THE INPUT:
(begin)
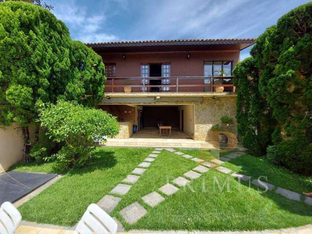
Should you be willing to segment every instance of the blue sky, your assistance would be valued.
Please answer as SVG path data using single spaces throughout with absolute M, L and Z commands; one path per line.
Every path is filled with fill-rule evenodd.
M 256 38 L 305 0 L 51 0 L 52 12 L 84 42 Z M 248 57 L 250 49 L 241 52 Z

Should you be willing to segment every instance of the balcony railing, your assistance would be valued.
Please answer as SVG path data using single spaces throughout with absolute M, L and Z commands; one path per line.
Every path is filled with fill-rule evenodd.
M 105 93 L 123 93 L 127 90 L 129 92 L 129 87 L 132 93 L 235 93 L 233 79 L 230 76 L 108 78 Z M 125 90 L 125 87 L 128 88 Z

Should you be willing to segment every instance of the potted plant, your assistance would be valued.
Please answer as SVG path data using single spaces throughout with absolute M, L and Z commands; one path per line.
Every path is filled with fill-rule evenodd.
M 131 93 L 131 91 L 132 90 L 132 88 L 131 86 L 130 86 L 130 80 L 126 80 L 124 83 L 125 85 L 126 86 L 123 87 L 123 91 L 125 93 Z
M 218 71 L 216 71 L 216 72 L 219 74 L 219 77 L 225 77 L 225 76 L 226 76 L 226 72 L 225 71 L 222 71 L 222 70 L 219 70 Z M 220 79 L 219 79 L 219 82 L 220 82 Z M 218 86 L 215 87 L 215 91 L 218 93 L 221 93 L 222 92 L 223 92 L 224 90 L 224 87 L 223 86 Z

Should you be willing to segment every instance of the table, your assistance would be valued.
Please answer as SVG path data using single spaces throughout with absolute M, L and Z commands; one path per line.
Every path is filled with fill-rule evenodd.
M 171 136 L 171 126 L 159 126 L 159 136 L 161 137 L 161 130 L 162 129 L 162 134 L 165 136 L 165 129 L 167 130 L 167 135 L 168 135 L 168 130 L 169 130 L 169 136 Z

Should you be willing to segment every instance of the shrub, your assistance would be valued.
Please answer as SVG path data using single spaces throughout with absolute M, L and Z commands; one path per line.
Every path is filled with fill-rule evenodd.
M 214 125 L 213 125 L 213 126 L 211 127 L 210 130 L 211 131 L 221 131 L 222 129 L 221 127 L 220 127 L 220 125 L 219 125 L 219 124 L 217 123 L 216 124 L 214 124 Z
M 115 117 L 102 111 L 84 107 L 75 102 L 59 101 L 39 111 L 41 126 L 57 142 L 64 145 L 54 157 L 67 169 L 81 167 L 92 158 L 95 140 L 113 137 L 119 132 Z
M 273 144 L 273 161 L 312 175 L 312 2 L 268 28 L 251 54 L 234 71 L 239 136 L 255 152 Z
M 37 142 L 30 150 L 29 155 L 36 160 L 41 160 L 48 156 L 47 148 L 42 143 Z
M 223 124 L 234 124 L 234 119 L 232 117 L 226 115 L 223 116 L 220 118 L 221 122 Z
M 25 160 L 38 105 L 62 99 L 95 106 L 103 97 L 100 56 L 73 41 L 63 22 L 40 6 L 0 2 L 0 125 L 21 127 Z

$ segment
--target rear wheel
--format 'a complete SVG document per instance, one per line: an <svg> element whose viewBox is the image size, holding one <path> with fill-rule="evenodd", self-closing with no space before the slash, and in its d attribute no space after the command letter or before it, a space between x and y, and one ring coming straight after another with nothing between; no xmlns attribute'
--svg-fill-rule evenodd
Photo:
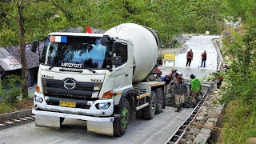
<svg viewBox="0 0 256 144"><path fill-rule="evenodd" d="M156 94L154 91L150 94L150 98L149 98L149 106L143 109L144 118L152 119L156 110Z"/></svg>
<svg viewBox="0 0 256 144"><path fill-rule="evenodd" d="M154 90L156 94L156 110L155 114L160 114L162 112L162 104L163 104L163 94L161 88L157 88Z"/></svg>
<svg viewBox="0 0 256 144"><path fill-rule="evenodd" d="M63 123L63 121L64 121L65 118L62 118L62 117L60 117L59 118L59 123L60 125L62 125Z"/></svg>
<svg viewBox="0 0 256 144"><path fill-rule="evenodd" d="M124 101L118 114L120 114L120 118L115 118L114 120L114 134L120 137L126 133L130 120L130 105L127 99Z"/></svg>

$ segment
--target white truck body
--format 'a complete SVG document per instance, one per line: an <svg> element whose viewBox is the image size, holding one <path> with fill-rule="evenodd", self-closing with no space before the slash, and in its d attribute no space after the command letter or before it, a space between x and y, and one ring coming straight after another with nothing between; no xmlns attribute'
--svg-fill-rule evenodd
<svg viewBox="0 0 256 144"><path fill-rule="evenodd" d="M155 31L133 23L104 34L49 34L34 97L36 125L76 118L89 131L121 136L136 112L153 118L165 106L164 82L147 82L160 46Z"/></svg>

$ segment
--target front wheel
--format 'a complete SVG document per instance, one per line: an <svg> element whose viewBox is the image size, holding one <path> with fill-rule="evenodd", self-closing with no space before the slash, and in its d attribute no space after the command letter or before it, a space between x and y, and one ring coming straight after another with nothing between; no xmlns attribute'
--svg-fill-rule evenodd
<svg viewBox="0 0 256 144"><path fill-rule="evenodd" d="M127 129L128 122L130 121L130 105L127 99L124 101L121 109L118 111L120 118L116 118L114 122L114 136L123 135Z"/></svg>
<svg viewBox="0 0 256 144"><path fill-rule="evenodd" d="M163 94L161 88L157 88L154 90L156 98L156 110L155 114L160 114L162 112L162 104L163 104Z"/></svg>

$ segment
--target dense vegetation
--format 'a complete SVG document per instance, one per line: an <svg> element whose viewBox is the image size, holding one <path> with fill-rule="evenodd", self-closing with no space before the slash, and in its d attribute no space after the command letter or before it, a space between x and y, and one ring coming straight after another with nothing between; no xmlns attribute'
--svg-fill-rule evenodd
<svg viewBox="0 0 256 144"><path fill-rule="evenodd" d="M175 34L220 34L228 29L224 18L241 18L242 34L234 30L223 39L223 54L231 65L223 86L227 109L221 142L243 143L256 137L255 10L255 0L1 0L0 46L21 43L21 20L26 42L70 27L107 30L134 22L157 30L169 46Z"/></svg>

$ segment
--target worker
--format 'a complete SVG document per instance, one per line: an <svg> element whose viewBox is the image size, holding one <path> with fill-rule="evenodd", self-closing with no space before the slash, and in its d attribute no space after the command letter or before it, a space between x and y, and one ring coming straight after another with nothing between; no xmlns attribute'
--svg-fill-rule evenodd
<svg viewBox="0 0 256 144"><path fill-rule="evenodd" d="M182 82L182 79L181 77L178 77L178 82L174 83L174 91L175 96L175 105L177 107L175 112L179 112L182 110L182 105L184 105L185 95L187 95L186 85Z"/></svg>
<svg viewBox="0 0 256 144"><path fill-rule="evenodd" d="M193 60L193 52L192 52L192 49L190 50L190 51L188 51L186 53L186 67L187 67L187 66L189 66L189 67L190 67L190 63L191 61Z"/></svg>
<svg viewBox="0 0 256 144"><path fill-rule="evenodd" d="M170 74L166 74L165 77L163 77L162 78L162 81L165 82L166 82L166 86L169 85L170 84Z"/></svg>
<svg viewBox="0 0 256 144"><path fill-rule="evenodd" d="M201 66L200 67L206 67L206 50L204 50L204 52L201 54ZM203 66L202 66L203 65Z"/></svg>
<svg viewBox="0 0 256 144"><path fill-rule="evenodd" d="M199 91L201 90L202 84L201 84L200 80L198 78L196 78L194 74L190 75L190 78L192 79L192 81L191 81L192 106L195 107L195 106L196 106L195 96L198 95L198 94L199 93Z"/></svg>

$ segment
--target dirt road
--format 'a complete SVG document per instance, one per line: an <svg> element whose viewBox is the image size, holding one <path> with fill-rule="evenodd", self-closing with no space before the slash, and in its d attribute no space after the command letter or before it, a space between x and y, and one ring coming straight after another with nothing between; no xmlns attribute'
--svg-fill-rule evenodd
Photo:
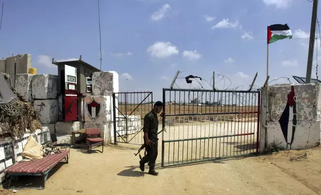
<svg viewBox="0 0 321 195"><path fill-rule="evenodd" d="M72 149L69 164L49 178L44 190L15 194L321 194L320 148L309 150L307 157L294 151L166 169L159 164L158 177L141 172L136 151L109 147L103 154L88 154Z"/></svg>

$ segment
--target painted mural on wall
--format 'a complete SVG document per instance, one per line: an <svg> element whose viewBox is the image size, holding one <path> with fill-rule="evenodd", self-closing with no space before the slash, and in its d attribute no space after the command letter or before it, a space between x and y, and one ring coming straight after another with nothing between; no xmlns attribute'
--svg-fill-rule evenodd
<svg viewBox="0 0 321 195"><path fill-rule="evenodd" d="M97 102L95 99L87 104L87 109L88 111L88 115L93 121L95 121L100 115L101 103Z"/></svg>
<svg viewBox="0 0 321 195"><path fill-rule="evenodd" d="M291 91L288 94L287 98L287 104L279 119L279 122L287 143L286 149L291 150L297 124L297 98L293 86L291 86Z"/></svg>
<svg viewBox="0 0 321 195"><path fill-rule="evenodd" d="M112 97L88 96L85 98L84 103L85 122L103 122L113 120Z"/></svg>

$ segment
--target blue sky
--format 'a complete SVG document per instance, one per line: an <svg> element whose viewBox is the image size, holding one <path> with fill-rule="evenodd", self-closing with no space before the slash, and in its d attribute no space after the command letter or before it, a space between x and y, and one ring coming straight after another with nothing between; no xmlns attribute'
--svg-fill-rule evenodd
<svg viewBox="0 0 321 195"><path fill-rule="evenodd" d="M57 74L53 57L82 55L99 68L97 0L2 1L0 57L29 53L39 74ZM312 8L307 0L100 2L102 70L119 73L122 91L152 91L155 100L161 99L162 88L169 87L177 70L185 71L179 77L193 75L209 82L214 71L230 79L230 88L243 85L244 89L258 72L255 84L261 86L266 74L267 26L276 23L288 23L294 38L270 45L270 81L284 77L295 82L292 75L306 76ZM226 81L225 86L222 81L216 87L226 88ZM190 88L183 79L176 83ZM211 88L205 81L201 84Z"/></svg>

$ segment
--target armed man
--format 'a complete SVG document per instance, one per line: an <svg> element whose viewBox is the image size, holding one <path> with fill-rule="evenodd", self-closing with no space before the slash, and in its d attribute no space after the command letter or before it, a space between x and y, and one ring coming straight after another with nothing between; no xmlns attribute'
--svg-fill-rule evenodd
<svg viewBox="0 0 321 195"><path fill-rule="evenodd" d="M158 154L158 138L157 132L159 128L159 121L161 115L158 117L157 114L162 110L164 104L161 101L158 101L155 102L154 108L152 111L147 113L144 118L144 143L146 145L146 150L147 153L140 161L140 168L142 171L145 170L145 163L149 163L150 167L149 174L157 176L159 173L155 171L155 162ZM164 113L162 113L163 115Z"/></svg>

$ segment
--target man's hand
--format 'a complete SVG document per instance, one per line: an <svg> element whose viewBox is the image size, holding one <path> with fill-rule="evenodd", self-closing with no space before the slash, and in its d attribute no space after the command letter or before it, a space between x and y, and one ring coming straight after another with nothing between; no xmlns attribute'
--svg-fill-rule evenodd
<svg viewBox="0 0 321 195"><path fill-rule="evenodd" d="M150 142L149 139L147 139L146 140L146 145L149 146L151 146L151 142Z"/></svg>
(end)
WRITTEN TASK: Update the part of the data that opens with the line containing "table, your assistance would be valued." and closes with the line containing "M 171 136 L" by replacing "path" with "outline". Give only those lines, with everything else unchanged.

EXERCISE RESPONSE:
Should you be willing to segment every instance of the table, your assistance would be valued.
Please answer as SVG outline data using single spaces throughout with absolute M, L and Z commands; one outline per line.
Every outline is filled with fill-rule evenodd.
M 171 136 L 171 126 L 159 126 L 159 136 L 161 137 L 161 130 L 162 129 L 162 134 L 165 136 L 165 129 L 167 130 L 167 135 L 168 135 L 168 130 L 169 130 L 169 136 Z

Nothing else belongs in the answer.